*** Information provided ***
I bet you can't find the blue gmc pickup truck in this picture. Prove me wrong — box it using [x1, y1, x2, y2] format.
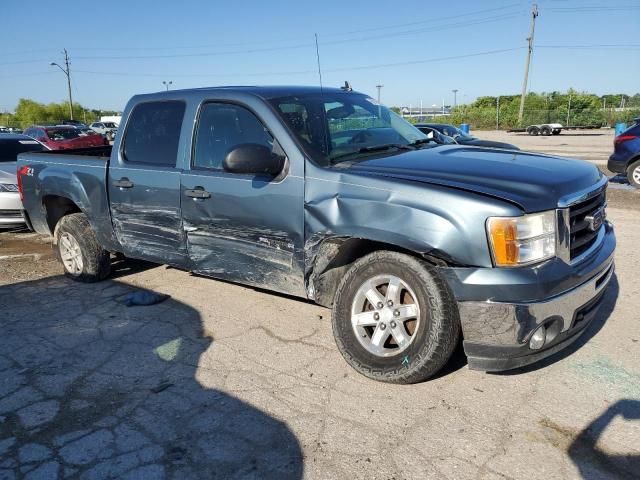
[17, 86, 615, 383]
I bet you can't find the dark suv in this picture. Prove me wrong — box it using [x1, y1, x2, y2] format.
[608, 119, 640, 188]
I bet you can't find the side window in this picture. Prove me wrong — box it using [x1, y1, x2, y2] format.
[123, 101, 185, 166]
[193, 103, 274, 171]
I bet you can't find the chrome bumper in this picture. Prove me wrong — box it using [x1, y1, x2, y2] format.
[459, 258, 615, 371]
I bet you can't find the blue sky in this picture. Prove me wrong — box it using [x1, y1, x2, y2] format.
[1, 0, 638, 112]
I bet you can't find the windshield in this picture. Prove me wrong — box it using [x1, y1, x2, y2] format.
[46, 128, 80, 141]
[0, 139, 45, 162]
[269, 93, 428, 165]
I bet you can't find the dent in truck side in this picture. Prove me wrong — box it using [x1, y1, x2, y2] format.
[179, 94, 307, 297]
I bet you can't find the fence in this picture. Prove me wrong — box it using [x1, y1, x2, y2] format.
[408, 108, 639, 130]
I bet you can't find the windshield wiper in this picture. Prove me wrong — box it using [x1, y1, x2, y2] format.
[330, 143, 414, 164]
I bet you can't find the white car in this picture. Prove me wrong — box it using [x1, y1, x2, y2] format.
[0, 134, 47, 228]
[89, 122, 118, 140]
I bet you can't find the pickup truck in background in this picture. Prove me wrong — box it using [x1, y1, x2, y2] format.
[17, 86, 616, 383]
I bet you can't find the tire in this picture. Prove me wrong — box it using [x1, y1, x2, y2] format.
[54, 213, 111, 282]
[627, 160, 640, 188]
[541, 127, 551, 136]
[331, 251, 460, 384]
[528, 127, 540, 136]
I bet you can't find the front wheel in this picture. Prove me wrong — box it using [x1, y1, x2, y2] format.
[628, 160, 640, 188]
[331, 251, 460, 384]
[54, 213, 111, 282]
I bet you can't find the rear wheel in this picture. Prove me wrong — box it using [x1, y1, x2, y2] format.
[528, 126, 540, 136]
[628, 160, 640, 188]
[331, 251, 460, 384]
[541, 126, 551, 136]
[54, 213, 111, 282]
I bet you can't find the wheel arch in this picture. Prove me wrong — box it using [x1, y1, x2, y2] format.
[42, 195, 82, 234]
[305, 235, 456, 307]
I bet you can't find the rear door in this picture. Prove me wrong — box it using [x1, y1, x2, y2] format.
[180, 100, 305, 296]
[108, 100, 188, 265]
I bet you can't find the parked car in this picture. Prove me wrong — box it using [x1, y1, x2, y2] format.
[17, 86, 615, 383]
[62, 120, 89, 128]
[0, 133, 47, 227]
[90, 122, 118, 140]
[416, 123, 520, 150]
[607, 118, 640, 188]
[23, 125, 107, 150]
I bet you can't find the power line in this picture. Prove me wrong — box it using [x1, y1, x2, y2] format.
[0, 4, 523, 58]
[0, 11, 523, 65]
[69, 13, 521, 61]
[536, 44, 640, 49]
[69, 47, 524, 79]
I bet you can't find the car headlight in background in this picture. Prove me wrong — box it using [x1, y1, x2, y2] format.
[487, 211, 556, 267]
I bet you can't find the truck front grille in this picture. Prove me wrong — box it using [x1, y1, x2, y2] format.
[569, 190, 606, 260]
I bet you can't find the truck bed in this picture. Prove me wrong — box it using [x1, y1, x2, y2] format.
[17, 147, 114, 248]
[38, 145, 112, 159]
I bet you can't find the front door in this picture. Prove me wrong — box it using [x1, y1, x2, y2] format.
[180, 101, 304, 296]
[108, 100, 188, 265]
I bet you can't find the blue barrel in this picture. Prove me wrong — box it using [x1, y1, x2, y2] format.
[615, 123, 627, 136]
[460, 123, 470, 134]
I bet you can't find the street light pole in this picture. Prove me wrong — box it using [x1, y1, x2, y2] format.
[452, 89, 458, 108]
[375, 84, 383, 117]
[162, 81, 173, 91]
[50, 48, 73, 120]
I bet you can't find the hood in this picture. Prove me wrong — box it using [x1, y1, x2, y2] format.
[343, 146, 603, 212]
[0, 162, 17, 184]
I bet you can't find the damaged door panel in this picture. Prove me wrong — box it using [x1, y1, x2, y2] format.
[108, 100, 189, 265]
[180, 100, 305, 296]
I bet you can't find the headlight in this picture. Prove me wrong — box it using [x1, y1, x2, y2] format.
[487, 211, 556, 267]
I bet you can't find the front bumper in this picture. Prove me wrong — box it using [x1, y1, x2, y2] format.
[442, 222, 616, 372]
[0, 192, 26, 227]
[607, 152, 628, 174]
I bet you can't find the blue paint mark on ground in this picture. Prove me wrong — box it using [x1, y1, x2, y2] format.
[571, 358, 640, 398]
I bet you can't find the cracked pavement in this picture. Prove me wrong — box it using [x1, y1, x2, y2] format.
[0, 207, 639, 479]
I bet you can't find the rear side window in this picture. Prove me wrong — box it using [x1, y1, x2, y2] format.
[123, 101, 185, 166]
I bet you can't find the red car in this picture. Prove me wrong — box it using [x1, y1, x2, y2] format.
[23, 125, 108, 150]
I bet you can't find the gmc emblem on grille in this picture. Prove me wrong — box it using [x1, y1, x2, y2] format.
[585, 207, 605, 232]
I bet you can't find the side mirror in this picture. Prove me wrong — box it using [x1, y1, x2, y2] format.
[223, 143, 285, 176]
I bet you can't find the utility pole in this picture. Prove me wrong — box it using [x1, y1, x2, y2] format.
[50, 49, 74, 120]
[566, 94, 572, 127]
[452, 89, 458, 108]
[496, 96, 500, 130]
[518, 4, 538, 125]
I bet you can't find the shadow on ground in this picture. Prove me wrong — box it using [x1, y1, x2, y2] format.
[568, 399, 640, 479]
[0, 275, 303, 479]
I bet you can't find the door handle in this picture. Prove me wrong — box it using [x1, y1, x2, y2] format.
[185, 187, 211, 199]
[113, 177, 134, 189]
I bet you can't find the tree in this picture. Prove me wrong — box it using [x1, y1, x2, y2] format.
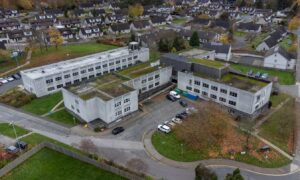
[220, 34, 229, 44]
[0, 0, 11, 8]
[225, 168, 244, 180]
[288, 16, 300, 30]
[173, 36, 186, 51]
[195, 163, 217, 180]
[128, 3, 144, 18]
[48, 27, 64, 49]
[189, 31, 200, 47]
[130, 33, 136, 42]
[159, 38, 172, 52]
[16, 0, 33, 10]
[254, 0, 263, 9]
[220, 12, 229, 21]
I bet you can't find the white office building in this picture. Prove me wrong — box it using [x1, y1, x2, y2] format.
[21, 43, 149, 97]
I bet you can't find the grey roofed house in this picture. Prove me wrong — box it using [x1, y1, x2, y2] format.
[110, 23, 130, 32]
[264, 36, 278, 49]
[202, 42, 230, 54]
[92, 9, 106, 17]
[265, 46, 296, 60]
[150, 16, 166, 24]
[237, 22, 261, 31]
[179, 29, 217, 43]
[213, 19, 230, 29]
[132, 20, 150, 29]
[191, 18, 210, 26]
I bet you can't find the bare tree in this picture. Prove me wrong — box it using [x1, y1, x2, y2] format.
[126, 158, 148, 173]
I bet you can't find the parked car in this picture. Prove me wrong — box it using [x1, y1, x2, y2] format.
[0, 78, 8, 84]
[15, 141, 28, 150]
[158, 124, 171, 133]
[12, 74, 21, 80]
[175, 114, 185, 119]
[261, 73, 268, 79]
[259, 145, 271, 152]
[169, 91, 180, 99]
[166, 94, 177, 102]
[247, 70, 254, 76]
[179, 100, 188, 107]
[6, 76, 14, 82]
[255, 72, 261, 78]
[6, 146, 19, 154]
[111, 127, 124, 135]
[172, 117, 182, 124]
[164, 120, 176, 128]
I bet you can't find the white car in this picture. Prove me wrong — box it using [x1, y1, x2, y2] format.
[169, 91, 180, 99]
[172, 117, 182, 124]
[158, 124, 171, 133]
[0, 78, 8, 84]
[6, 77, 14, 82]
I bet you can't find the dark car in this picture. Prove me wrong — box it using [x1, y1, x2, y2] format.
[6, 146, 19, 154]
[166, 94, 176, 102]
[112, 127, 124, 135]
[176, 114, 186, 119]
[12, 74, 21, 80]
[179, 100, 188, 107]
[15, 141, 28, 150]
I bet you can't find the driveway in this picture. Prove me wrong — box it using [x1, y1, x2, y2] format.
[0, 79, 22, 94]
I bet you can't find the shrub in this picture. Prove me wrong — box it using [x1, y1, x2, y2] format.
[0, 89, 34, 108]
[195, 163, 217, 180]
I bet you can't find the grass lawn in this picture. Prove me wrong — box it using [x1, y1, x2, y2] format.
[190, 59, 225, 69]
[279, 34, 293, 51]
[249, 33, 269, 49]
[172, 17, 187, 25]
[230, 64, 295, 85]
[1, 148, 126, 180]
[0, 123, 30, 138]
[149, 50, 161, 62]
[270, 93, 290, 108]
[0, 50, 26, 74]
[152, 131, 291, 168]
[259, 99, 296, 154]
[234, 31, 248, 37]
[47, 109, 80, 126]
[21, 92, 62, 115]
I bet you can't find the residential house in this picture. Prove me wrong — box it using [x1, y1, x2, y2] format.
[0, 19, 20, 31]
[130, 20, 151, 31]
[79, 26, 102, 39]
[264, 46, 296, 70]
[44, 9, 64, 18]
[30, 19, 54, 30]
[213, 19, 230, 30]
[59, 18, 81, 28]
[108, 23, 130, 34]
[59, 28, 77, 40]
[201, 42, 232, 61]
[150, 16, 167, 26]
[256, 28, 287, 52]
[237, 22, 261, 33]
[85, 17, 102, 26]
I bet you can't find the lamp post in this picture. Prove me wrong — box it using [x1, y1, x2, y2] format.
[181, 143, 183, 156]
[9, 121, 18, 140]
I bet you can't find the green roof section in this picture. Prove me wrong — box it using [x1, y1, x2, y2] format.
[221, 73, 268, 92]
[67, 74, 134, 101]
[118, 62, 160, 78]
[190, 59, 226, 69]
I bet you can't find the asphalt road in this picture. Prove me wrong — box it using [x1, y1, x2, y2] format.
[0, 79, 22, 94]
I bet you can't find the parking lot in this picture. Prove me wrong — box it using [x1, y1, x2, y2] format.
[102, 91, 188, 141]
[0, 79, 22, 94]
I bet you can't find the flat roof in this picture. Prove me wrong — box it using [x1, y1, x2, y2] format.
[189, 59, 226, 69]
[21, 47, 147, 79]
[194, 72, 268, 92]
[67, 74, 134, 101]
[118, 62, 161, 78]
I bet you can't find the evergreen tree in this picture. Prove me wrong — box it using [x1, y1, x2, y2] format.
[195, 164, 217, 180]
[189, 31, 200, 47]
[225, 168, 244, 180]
*** End of Information provided ***
*** Information provided ***
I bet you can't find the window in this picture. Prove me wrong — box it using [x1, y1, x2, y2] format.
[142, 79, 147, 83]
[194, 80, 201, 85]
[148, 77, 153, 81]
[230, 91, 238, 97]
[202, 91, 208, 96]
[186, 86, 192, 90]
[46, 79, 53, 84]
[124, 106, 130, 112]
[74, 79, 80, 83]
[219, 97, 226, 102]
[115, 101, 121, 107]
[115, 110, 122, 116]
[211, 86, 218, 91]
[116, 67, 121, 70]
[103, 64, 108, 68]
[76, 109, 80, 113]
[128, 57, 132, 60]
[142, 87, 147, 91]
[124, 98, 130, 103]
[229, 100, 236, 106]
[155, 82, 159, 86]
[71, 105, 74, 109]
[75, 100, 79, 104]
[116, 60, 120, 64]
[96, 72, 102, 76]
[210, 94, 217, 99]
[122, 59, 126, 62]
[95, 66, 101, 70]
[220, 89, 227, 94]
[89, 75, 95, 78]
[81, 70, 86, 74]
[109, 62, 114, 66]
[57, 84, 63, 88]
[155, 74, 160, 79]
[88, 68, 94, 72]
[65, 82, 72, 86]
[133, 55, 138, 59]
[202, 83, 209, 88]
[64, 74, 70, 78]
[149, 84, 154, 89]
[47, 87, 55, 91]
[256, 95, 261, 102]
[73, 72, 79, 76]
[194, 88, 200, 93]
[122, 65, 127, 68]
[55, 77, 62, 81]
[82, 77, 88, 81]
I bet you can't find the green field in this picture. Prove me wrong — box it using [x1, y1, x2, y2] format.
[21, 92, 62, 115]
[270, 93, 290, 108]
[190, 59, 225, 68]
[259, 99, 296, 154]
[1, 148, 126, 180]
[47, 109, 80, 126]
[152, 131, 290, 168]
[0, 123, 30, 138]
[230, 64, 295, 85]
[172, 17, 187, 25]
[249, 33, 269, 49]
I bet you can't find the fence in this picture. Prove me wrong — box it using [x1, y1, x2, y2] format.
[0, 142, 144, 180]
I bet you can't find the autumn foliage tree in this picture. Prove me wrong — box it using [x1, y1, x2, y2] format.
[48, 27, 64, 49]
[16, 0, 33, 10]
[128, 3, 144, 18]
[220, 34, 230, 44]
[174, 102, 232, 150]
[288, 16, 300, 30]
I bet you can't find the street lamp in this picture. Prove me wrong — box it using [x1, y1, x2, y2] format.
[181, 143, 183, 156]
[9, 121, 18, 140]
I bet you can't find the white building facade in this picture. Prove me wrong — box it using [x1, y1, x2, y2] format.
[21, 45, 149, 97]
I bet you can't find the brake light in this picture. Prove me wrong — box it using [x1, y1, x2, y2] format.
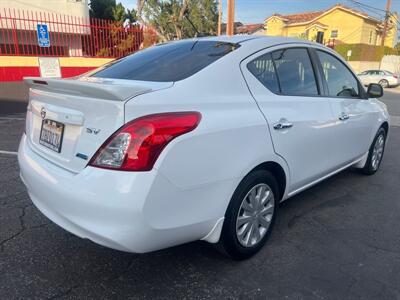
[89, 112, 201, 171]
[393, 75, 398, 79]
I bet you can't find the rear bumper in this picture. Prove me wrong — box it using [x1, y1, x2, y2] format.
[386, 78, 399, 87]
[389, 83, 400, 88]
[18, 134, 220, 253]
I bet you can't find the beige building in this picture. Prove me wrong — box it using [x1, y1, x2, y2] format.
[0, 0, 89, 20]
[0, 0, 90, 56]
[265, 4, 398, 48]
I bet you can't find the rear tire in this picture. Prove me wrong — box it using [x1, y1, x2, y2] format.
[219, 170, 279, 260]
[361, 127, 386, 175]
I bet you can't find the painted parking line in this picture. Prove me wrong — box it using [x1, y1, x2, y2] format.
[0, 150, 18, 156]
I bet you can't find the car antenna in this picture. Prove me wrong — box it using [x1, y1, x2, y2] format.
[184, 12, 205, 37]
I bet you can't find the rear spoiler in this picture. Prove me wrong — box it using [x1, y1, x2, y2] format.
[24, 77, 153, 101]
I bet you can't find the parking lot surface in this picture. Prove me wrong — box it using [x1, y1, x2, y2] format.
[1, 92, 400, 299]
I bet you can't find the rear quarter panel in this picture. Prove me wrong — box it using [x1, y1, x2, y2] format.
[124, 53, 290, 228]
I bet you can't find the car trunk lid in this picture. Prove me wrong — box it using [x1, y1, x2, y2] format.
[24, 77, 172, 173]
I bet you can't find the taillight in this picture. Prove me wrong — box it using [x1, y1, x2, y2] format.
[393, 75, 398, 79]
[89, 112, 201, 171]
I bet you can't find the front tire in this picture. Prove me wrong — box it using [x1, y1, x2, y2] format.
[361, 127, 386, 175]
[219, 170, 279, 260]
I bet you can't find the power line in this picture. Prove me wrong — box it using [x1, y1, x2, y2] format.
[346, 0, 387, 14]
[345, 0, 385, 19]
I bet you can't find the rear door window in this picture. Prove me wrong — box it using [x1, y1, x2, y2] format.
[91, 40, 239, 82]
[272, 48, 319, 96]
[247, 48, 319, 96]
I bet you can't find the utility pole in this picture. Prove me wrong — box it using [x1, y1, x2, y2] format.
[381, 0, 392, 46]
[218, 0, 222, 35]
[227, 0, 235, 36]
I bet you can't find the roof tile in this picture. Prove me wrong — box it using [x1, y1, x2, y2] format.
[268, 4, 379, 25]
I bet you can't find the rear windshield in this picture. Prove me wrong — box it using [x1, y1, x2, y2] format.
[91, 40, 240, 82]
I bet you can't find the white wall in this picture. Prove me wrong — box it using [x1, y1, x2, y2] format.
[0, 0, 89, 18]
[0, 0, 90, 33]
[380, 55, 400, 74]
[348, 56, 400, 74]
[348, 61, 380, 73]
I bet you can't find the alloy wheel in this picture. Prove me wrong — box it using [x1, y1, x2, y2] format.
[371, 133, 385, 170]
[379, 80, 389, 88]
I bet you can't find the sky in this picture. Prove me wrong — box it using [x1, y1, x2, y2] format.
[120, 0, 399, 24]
*** End of Information provided ***
*** Information provided ***
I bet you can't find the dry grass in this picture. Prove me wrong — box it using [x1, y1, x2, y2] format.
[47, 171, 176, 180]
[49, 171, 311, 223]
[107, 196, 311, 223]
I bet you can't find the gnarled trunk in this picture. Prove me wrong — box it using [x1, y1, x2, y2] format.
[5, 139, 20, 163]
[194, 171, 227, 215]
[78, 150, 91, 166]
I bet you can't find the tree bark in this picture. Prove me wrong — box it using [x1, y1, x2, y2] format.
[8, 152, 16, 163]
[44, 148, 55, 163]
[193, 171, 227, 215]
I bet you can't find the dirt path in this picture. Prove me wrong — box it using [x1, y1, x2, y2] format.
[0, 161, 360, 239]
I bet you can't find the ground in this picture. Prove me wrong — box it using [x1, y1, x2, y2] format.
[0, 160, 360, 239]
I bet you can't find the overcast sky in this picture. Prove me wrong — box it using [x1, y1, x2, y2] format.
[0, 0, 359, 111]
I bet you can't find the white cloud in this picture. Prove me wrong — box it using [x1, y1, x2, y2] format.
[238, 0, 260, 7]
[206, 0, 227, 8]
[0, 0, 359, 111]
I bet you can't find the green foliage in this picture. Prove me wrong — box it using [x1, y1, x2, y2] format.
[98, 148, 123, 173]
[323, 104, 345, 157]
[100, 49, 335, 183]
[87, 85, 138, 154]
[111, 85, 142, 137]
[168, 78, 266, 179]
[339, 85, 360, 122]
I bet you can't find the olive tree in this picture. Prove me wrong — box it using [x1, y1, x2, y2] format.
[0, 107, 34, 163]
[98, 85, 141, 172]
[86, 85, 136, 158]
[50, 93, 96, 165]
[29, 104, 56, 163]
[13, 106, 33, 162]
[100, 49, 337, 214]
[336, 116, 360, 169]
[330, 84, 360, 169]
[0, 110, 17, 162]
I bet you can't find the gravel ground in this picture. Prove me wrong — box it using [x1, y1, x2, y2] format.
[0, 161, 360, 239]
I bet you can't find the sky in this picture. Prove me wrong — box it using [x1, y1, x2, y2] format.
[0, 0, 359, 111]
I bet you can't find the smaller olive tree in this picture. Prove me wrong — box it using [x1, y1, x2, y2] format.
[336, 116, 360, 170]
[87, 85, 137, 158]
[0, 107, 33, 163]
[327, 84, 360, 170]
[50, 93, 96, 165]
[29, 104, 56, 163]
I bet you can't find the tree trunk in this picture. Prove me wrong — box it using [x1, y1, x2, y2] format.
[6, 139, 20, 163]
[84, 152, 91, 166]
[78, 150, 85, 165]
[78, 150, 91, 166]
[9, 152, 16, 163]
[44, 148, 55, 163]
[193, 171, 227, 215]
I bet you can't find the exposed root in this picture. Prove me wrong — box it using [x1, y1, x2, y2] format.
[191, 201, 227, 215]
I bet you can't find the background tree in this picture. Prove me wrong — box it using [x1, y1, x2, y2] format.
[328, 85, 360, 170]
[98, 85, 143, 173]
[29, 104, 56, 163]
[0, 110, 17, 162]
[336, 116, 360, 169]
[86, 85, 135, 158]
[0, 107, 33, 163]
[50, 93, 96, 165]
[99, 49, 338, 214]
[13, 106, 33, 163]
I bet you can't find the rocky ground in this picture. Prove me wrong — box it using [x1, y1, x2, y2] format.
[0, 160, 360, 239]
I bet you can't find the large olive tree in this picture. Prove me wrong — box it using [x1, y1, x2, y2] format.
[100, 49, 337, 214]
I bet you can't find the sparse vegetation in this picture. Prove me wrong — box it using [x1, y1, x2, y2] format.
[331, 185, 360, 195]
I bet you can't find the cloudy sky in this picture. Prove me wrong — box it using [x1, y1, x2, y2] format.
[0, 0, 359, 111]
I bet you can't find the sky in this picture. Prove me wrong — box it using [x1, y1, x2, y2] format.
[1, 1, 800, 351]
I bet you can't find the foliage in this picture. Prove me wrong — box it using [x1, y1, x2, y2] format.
*** End of Information provided ***
- _Required work_
Please transcribe only the lines in the records above running from the line that has "I bet you can't find the cloudy" through the line that has "I bet you can't find the foliage", both included, exactly as they appear.

- _Your response_
I bet you can't find the cloudy sky in this picture. Prove me wrong — box it using [x1, y1, x2, y2] format.
[0, 0, 359, 111]
I bet you can't find the sky in this picture. Prove me wrong — box it using [x1, y1, x2, y2] format.
[1, 1, 800, 351]
I bet you can't find the foliage in this picture. Prove me wrong — box it using [x1, y1, x2, y2] format.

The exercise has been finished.